## The problem
Render into Spanish this sentence from the news article on incorrect student loan bills: "Borrowers affected were notified about their correct payment amount, according to ED."

## Quoted passage
====
SEARCH TODAY'S NEWS ARCHIVES

Over 300,000 Federal Student Loan Borrowers Received Incorrect Bills From Their Servicers

By Maria Carrasco, NASFAA Staff Reporter

Thousands of borrowers have received bills from servicers with incorrect payment amounts after applying to the Saving on a Valuable Education (SAVE) repayment plan, the Biden administration's new income-driven repayment plan, multiple reports found.

As millions of federal student loan borrowers enter repayment for the first time in three years, The New York Times reported earlier this month that borrowers discovered that their monthly payments had been miscalculated, with higher amounts than what they would’ve originally owed. These miscalculations affected borrowers being transferred from the REPAYE payment plan to the newly rebranded SAVE plan.  

According to The New York Times, the Missouri Higher Education Loan Authority (MOHELA) used the 2022 poverty guidelines instead of 2023 poverty guidelines to calculate the payments. That caused around 280,000 borrowers to be given “modestly higher” payment amounts than what they would have owed. Under the new SAVE plan, the amount of income protected from payments rose to 225% of the federal poverty guideline. 

Additionally, the Department of Education (ED) said there were discrepancies in some borrowers’ payment amounts from ED’s standard review process in September. That led some servicers to audit borrowers’ files regarding calculations made to family size, income, or marital status, and as a result, some borrowers’ payments were too high and a “very small number” of borrowers were “charged too little,” The New York Times reported. 

Borrowers affected were notified about their correct payment amount, according to ED. And those who paid too much will be offered a refund, The New York Times reported. 

ED originally estimated 420,000 borrowers were affected by the erroneous billing issue, according to The Washington Post. But POLITICO reported on Monday that after an internal review, the department believed that about 305,000 federal student loan borrowers were affected. 

“While we regret any error, the Department is working closely with student loan servicers to ensure that they are providing borrowers the information they need and holding servicers accountable when they do not,” an Education Department spokesperson told POLITICO. “Because of the Department’s stringent oversight efforts and ability to quickly catch these errors, servicers are being held accountable and borrowers will not have payments due until these mistakes are fixed.”
====
## Stored rows
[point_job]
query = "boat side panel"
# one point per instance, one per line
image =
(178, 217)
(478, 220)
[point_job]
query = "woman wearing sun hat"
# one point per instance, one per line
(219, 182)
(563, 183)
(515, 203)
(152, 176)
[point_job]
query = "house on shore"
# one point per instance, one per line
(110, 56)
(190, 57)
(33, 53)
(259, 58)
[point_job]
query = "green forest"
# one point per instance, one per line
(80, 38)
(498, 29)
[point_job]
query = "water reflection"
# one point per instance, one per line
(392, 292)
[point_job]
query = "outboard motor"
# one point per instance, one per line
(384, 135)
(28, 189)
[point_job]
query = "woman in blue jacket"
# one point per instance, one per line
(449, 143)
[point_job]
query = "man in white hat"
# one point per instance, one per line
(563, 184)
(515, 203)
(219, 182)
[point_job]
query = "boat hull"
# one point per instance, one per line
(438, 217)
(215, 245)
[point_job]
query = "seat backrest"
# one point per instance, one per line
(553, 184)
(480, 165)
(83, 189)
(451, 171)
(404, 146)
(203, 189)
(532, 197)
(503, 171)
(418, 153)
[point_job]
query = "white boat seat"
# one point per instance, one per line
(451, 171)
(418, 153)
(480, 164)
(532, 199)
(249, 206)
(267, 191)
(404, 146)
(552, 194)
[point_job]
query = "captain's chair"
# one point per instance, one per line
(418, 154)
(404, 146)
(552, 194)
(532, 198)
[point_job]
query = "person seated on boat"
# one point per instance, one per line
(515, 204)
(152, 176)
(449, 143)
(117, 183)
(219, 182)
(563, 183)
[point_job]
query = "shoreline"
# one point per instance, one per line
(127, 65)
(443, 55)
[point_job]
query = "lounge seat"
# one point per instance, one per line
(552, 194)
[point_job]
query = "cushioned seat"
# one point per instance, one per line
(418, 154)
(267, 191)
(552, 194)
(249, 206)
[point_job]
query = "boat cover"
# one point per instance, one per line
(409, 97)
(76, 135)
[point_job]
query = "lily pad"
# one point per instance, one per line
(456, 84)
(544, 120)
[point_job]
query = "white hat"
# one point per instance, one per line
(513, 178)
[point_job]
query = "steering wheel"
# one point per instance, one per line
====
## Task solution
Según el ED, se notificó a los prestatarios afectados el monto correcto de su pago.